• Problem statement
Extract the complete data exactly as given.

[Natural-language object grounding data]
+---+
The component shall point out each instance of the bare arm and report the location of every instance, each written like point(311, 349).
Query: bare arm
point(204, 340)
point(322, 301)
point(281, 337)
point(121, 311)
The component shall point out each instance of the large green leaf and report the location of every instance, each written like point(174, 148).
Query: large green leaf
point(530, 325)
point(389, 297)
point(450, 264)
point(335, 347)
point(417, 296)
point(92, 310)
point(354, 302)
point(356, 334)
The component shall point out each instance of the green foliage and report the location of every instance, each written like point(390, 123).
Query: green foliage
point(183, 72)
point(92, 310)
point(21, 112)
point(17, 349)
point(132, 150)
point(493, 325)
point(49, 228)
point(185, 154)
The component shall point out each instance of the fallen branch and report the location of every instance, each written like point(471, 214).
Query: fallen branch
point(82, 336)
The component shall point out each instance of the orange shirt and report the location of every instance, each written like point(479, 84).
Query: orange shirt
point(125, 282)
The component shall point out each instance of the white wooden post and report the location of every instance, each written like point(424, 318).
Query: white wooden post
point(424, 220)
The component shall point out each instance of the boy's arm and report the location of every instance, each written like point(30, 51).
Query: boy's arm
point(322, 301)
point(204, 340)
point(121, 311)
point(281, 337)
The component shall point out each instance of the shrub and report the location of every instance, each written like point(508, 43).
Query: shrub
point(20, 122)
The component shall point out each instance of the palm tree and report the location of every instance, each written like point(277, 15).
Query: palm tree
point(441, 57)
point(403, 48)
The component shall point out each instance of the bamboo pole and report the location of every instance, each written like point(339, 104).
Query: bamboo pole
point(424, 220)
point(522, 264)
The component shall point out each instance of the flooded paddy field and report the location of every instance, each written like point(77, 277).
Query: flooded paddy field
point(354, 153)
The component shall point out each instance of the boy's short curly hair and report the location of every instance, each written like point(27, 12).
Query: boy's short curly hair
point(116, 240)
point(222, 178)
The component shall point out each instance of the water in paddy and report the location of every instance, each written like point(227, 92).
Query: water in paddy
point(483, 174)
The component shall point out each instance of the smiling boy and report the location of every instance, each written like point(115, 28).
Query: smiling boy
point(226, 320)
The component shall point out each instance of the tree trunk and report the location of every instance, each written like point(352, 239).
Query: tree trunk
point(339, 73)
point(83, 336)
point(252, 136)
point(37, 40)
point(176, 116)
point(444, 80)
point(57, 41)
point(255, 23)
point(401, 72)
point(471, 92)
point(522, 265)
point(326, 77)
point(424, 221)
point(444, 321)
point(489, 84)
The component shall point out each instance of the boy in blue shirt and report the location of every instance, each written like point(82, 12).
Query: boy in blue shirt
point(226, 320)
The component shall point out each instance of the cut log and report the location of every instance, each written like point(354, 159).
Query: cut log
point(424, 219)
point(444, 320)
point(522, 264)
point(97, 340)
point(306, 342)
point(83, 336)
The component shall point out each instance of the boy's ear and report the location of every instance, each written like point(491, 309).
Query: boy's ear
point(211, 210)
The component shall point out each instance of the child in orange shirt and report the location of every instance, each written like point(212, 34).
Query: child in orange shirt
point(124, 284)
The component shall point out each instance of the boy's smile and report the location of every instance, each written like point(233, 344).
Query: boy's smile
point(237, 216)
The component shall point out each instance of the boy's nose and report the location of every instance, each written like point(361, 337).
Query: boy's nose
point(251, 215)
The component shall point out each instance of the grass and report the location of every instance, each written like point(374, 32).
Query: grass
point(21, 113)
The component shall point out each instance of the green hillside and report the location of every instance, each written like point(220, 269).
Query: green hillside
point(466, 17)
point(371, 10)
+---+
• Solved exercise
The component shall point out each instance of the bare arm and report the location of every instance, each written like point(311, 349).
Query: bare arm
point(204, 340)
point(322, 301)
point(281, 337)
point(121, 311)
The component shall point out each instance of the large green leaf and report the location of every instance, each written like point(174, 148).
Query: large green leaf
point(530, 325)
point(389, 297)
point(450, 264)
point(335, 347)
point(417, 296)
point(92, 310)
point(354, 302)
point(356, 334)
The component shall point out each instance of the green foliage and report the location of every instance, each written like point(390, 123).
Query: green foliage
point(183, 72)
point(92, 310)
point(21, 112)
point(17, 349)
point(132, 150)
point(493, 325)
point(49, 228)
point(185, 154)
The component shall point out each instance of the fallen branch and report the location of every instance, each written like point(471, 214).
Query: fallen branch
point(82, 336)
The component shall point out each instance of the orange shirt and report the location of every instance, each written like point(479, 84).
Query: orange shirt
point(125, 282)
The component shall point out each instance of the white wooden post and report the location of every instance, each written like point(424, 318).
Query: white wooden post
point(424, 220)
The component shall point out each instance of the boy's arm and report the location of every instance, each written like point(30, 51).
Query: boy's arm
point(322, 301)
point(204, 340)
point(121, 311)
point(281, 337)
The component shall point out each instance of the shrub and report the location of every instance, each written like point(508, 43).
Query: shrub
point(20, 122)
The component shall point out each instance of the palm tree and report the location of every instance, each written like point(277, 15).
Query: palm tree
point(441, 57)
point(403, 48)
The component shall point out each instance of the bamboo pole and report the location of every instance, each written like point(339, 104).
Query: bamboo pole
point(424, 220)
point(522, 264)
The component shall point out each instance of the flooded paddy field and report the location of every instance, each written like point(77, 277).
Query: flooded paddy field
point(354, 153)
The component shall point out each instance of the boy's short curly hair and report the location of every instance, each written like point(27, 12).
Query: boy's short curly hair
point(116, 240)
point(222, 178)
The component shall point out each instance of the water in paddy and report the location of every instance, each written like point(227, 92).
Query: water in paddy
point(483, 174)
The component shall point out each instance of the smiling boy and report the location of every instance, each written like point(115, 28).
Query: smiling boy
point(226, 320)
The component shall point out each instance of the tree trunk and report the location of every instance, each written like point(352, 239).
Query: tree trunk
point(339, 73)
point(83, 336)
point(252, 136)
point(37, 40)
point(176, 116)
point(444, 80)
point(57, 41)
point(255, 23)
point(401, 72)
point(471, 92)
point(522, 265)
point(326, 77)
point(424, 221)
point(444, 321)
point(489, 84)
The component shall point out each instance of the boy in blue shirt and report the location of every instance, each written like point(82, 12).
Query: boy in blue shirt
point(226, 320)
The component shall point out each instance of the cut log and report the location of every instance, each written like point(354, 159).
Query: cut log
point(424, 219)
point(444, 320)
point(522, 264)
point(97, 340)
point(306, 342)
point(83, 336)
The component shall point out each instance of the boy's ear and report the location of every instance, each written like point(491, 309).
Query: boy's ear
point(211, 210)
The component shall point out each instance of the child in orange shirt and report the location of every instance, each written like point(212, 34).
Query: child in orange shirt
point(124, 284)
The component shall point out each instance of the boy's smile and report the location of every instance, each written like point(233, 344).
Query: boy's smile
point(237, 216)
The component shall point out each instance of the boy's nose and report the location of every instance, each written like point(361, 337).
Query: boy's nose
point(251, 215)
The component shall point out each instance of the grass and report the location of every instance, each written like point(374, 32).
Query: grass
point(21, 113)
The component shall point out each instance of the green hillside and report the location of every instance, each written like point(220, 269).
Query: green hillside
point(466, 17)
point(371, 10)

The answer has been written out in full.